Task brief:
Write out every item below word for word, leaving out the pictures.

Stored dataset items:
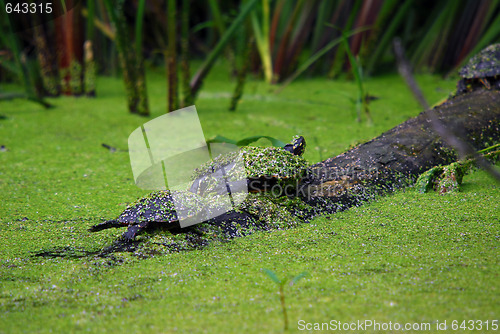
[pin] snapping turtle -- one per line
(482, 70)
(264, 168)
(155, 210)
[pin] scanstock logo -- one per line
(164, 153)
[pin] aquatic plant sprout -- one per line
(164, 153)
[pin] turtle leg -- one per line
(135, 230)
(485, 82)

Final result:
[pin] snapping turtle -- one per line
(482, 70)
(264, 168)
(155, 210)
[pin] scanstock logo -- one per line
(164, 153)
[pin] aquatic plant sprout -- one per line
(164, 153)
[pin] turtle leg -- one per line
(135, 230)
(485, 82)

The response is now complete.